An exact restatement of the records below is expected.

============

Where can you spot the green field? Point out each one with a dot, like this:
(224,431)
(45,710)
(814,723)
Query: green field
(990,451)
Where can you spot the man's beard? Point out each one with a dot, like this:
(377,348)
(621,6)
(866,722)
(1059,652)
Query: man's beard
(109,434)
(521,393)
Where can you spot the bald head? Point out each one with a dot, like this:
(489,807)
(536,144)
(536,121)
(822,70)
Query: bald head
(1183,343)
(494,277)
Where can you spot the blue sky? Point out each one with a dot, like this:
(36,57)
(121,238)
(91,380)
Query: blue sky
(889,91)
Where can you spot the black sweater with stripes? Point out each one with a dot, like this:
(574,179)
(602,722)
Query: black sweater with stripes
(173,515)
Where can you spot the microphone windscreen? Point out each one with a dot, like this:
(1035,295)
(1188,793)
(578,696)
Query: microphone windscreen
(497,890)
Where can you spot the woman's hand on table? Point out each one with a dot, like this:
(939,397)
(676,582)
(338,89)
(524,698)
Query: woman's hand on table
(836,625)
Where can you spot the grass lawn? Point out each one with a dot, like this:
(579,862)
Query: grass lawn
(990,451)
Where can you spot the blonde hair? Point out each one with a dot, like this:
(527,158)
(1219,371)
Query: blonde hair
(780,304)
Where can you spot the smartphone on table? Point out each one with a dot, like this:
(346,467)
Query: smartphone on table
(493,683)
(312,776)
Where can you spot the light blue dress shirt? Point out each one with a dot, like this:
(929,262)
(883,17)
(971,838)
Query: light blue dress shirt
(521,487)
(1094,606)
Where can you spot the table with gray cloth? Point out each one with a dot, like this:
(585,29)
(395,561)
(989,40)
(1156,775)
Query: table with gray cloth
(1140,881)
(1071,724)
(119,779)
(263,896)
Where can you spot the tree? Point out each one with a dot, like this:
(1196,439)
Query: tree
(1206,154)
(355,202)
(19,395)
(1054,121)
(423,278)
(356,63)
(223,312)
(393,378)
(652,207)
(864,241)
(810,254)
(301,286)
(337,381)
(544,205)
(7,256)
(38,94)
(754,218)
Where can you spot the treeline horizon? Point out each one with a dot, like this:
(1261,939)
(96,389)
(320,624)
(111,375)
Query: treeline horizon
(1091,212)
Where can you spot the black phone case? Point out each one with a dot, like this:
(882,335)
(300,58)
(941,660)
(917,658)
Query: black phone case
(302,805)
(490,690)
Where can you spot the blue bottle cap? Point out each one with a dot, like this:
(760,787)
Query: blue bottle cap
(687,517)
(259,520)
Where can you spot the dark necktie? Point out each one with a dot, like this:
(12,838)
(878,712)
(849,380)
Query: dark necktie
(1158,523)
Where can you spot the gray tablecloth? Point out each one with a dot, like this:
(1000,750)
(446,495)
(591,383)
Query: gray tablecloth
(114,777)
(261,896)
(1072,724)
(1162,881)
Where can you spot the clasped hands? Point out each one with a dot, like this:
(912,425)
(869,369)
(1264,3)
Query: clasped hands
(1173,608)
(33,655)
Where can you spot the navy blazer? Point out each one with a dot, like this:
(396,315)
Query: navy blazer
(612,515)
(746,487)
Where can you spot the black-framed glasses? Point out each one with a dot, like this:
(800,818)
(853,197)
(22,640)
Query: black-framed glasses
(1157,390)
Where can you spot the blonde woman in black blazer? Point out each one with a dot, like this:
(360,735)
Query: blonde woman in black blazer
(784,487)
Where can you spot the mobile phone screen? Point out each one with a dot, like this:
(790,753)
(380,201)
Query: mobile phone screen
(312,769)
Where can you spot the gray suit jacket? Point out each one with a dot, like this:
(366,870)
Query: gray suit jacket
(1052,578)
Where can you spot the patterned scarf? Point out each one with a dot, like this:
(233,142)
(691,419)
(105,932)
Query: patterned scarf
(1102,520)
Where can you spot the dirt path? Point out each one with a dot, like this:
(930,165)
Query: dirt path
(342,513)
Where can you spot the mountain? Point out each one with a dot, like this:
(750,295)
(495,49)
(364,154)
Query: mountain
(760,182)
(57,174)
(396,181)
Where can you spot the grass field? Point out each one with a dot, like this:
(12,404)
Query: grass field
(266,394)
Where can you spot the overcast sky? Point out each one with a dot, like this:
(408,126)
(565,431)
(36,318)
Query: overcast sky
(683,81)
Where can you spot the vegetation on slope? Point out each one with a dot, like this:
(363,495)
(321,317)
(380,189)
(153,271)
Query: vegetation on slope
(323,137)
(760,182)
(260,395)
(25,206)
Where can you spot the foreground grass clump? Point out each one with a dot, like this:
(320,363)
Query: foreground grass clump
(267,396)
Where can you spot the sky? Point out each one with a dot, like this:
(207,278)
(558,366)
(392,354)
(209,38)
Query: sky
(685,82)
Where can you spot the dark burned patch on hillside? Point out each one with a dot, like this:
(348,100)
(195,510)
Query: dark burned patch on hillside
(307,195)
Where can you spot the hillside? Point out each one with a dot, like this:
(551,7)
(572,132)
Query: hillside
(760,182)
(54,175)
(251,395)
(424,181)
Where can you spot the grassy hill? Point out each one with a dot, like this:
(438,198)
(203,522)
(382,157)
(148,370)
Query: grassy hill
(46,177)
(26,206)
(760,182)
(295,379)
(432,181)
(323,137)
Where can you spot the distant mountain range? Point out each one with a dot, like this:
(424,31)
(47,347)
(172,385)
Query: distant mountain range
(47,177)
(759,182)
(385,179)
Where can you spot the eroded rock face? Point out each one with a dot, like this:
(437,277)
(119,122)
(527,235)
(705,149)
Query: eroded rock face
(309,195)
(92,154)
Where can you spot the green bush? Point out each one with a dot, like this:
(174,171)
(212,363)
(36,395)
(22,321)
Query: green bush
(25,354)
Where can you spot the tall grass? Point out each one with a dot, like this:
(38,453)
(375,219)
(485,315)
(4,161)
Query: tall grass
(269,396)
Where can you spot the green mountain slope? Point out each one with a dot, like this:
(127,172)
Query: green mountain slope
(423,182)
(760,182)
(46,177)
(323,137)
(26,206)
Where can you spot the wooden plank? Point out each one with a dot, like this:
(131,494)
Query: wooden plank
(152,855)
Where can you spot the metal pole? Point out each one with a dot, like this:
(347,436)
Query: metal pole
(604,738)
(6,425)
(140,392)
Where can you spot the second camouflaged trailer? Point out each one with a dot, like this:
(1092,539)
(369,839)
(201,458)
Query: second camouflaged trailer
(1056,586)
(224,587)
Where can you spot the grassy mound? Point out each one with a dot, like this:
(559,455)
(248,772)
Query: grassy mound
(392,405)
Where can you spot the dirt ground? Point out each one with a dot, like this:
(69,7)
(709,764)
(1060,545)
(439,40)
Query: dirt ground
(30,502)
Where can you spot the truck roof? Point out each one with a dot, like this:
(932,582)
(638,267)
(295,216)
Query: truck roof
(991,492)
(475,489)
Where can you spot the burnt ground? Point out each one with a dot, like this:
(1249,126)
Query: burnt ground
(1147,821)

============

SOLUTION TO THE EXERCISE:
Where can you spot the green field? Point out each one with a dot, like this:
(224,431)
(45,710)
(814,723)
Query: green field
(990,451)
Where can you spot the man's beard? Point out each one with a dot, like this:
(377,348)
(621,6)
(866,722)
(1059,652)
Query: man's beard
(109,434)
(521,393)
Where can you spot the bald head? Point out each one with a dot, like this:
(489,807)
(536,144)
(536,121)
(822,70)
Query: bald head
(1183,343)
(494,277)
Where can you spot the blue sky? Point out each one with a dot, like this:
(36,57)
(121,238)
(91,380)
Query: blue sky
(889,91)
Where can you spot the black sweater with stripes? Point out each one with a dot, like this:
(574,179)
(602,722)
Query: black sweater with stripes
(173,515)
Where can you spot the microphone windscreen? Point out each one with a dot, like this:
(1035,295)
(1188,793)
(578,696)
Query: microphone windscreen
(497,890)
Where can you spot the woman's hand on table? Point out each one with a dot, like this:
(939,397)
(676,582)
(338,89)
(524,698)
Query: woman's hand on table
(836,625)
Where can you spot the grass lawn? Point out each one with a dot, like this:
(579,862)
Query: grass lawn
(990,451)
Where can you spot the blonde hair? Point out each one with a dot, like this:
(527,158)
(1219,371)
Query: blonde hair
(780,304)
Where can you spot the smartphone on table? Point out each one with a dot, like this:
(346,467)
Query: smartphone on table
(493,683)
(312,776)
Where can you spot the light blue dress shirt? Point out each one with a dot, like this:
(929,262)
(883,17)
(971,838)
Query: light blue dress shirt
(521,487)
(1094,606)
Where can you spot the table with gray cloth? Point out each one with a dot, like this:
(585,29)
(395,561)
(989,40)
(1156,775)
Query: table with gray cloth
(1140,881)
(1071,724)
(119,779)
(263,896)
Where can you spot the tree? Point out each one with a dot, like this:
(1196,439)
Query: tree
(1206,154)
(355,202)
(19,395)
(1054,121)
(423,278)
(356,63)
(223,312)
(393,378)
(652,207)
(864,241)
(810,254)
(301,286)
(337,381)
(544,205)
(7,256)
(38,94)
(754,218)
Where can you spot the treeline horizon? Point out each one with a dot, like this:
(1261,939)
(96,389)
(320,624)
(111,375)
Query: treeline horizon
(1091,212)
Where can you spot the black phone case? Point out each one with a dot, like this:
(882,335)
(300,58)
(941,660)
(917,658)
Query: black phone case
(302,805)
(490,690)
Where can you spot the blue bottle cap? Point out each one with a dot, like this:
(760,787)
Query: blue bottle cap
(687,517)
(259,520)
Where can you spot the dark necktie? Point out each one with a dot, like this:
(12,838)
(878,712)
(849,380)
Query: dark necktie
(1158,523)
Where can you spot the gray tablecloth? Point out each one with a dot, like this:
(1000,750)
(446,495)
(591,383)
Query: gray tablecloth
(114,777)
(261,896)
(1072,724)
(1162,881)
Where can you spot the clasped hands? Point out each one with a dot, like this:
(912,425)
(869,369)
(1264,3)
Query: clasped hands
(1173,608)
(33,655)
Where can you spot the navy blazer? Point out each one with a dot, like this:
(396,315)
Query: navy blazer
(612,515)
(746,487)
Where can you spot the black-framed glasses? Point out each one with a dot, like this:
(800,818)
(853,197)
(22,640)
Query: black-framed glasses
(1157,390)
Where can you spot the blonde woman in black blazer? Point out each one with a dot, like this:
(360,735)
Query: blonde woman in black blazer
(784,487)
Where can you spot the mobile phone screen? Point out each one with a dot, like this:
(790,753)
(380,201)
Query: mobile phone screen
(312,769)
Where can you spot the gray suit jacket? Point out each one with a dot, like this:
(366,870)
Query: gray suit jacket
(1052,578)
Where can you spot the patterned scarf? Point out each one with a dot, like this:
(233,142)
(691,419)
(105,932)
Query: patterned scarf
(1102,520)
Where can you spot the dirt path? Point out each one with a dot, like this:
(930,165)
Query: dirt path
(342,513)
Where can you spot the mountain? Point out each one with a dot, like this:
(750,295)
(495,49)
(364,154)
Query: mountain
(760,182)
(57,174)
(396,181)
Where can you spot the grass field? Point out each one with a dot, like this:
(12,404)
Query: grass field
(266,394)
Where can you spot the overcast sky? Point out each one with a dot, like this:
(408,126)
(565,431)
(36,318)
Query: overcast sky
(683,81)
Where can you spot the vegetation on slope? Point out each one with a dot, like this:
(363,495)
(321,317)
(380,189)
(153,271)
Query: vegetation on slope
(323,137)
(760,182)
(260,395)
(25,206)
Where can you spot the foreground grass clump? Point out each one with a dot, like this:
(320,363)
Query: foreground grass clump
(267,396)
Where can you spot the sky? Point out each one with a dot, like this:
(207,278)
(558,366)
(392,354)
(209,38)
Query: sky
(685,82)
Where can you spot the dark burned patch on hillside? Point out each one with a dot, like this:
(348,100)
(195,510)
Query: dark burned patch on hillside
(307,195)
Where can you spot the hillside? Point out each one with a dot, like this:
(551,7)
(572,132)
Query: hillside
(760,182)
(54,175)
(251,395)
(424,181)
Where can you spot the grassy hill? Point out each one with a dot, like this:
(438,198)
(203,522)
(382,157)
(148,370)
Query: grassy hill
(46,177)
(26,206)
(760,182)
(295,379)
(432,181)
(323,137)
Where can you spot the distant mountain range? Point out each one with a dot, like this:
(424,31)
(47,347)
(172,385)
Query: distant mountain range
(47,177)
(759,182)
(385,179)
Where can you spot the eroded rock face? Point out each one with a dot, like this:
(437,277)
(119,122)
(527,235)
(705,149)
Query: eroded rock face
(309,195)
(92,154)
Where can you spot the green bush? Point out each one with a dot, like this:
(174,171)
(212,363)
(36,395)
(22,321)
Query: green bush
(25,354)
Where can you spot the tall grass? Point out each one with a dot, like this:
(38,453)
(375,219)
(485,315)
(4,161)
Query: tall grass
(269,396)
Where can you spot the green mountain slope? Point out each one with a dot, like this:
(127,172)
Query: green mountain slope
(423,182)
(760,182)
(46,177)
(323,137)
(26,206)
Where can you spot the wooden plank? Point out each one with a dot, like this:
(131,494)
Query: wooden plank
(152,855)
Where can you spot the metal pole? Point out each one with a dot, like this:
(347,436)
Query: metal pole
(604,738)
(6,425)
(140,392)
Where can you spot the second camouflaged trailer? Point out each one with a dot, like this:
(1092,539)
(369,839)
(201,458)
Query: second camouflaged trailer
(1056,586)
(224,587)
Where can you spot the grassy mound? Point out each one with a dot, like this:
(559,455)
(248,772)
Query: grassy mound
(392,405)
Where can you spot the dirt ground? Point out each one with a dot, like this:
(69,7)
(709,764)
(1060,545)
(439,40)
Query: dirt ground
(30,502)
Where can you spot the truck roof? Point out each one with a dot, like this:
(932,582)
(638,267)
(295,216)
Query: truck roof
(991,492)
(475,489)
Where can you spot the burnt ground? Point out each one with a dot, like this:
(1249,126)
Query: burnt ground
(1147,821)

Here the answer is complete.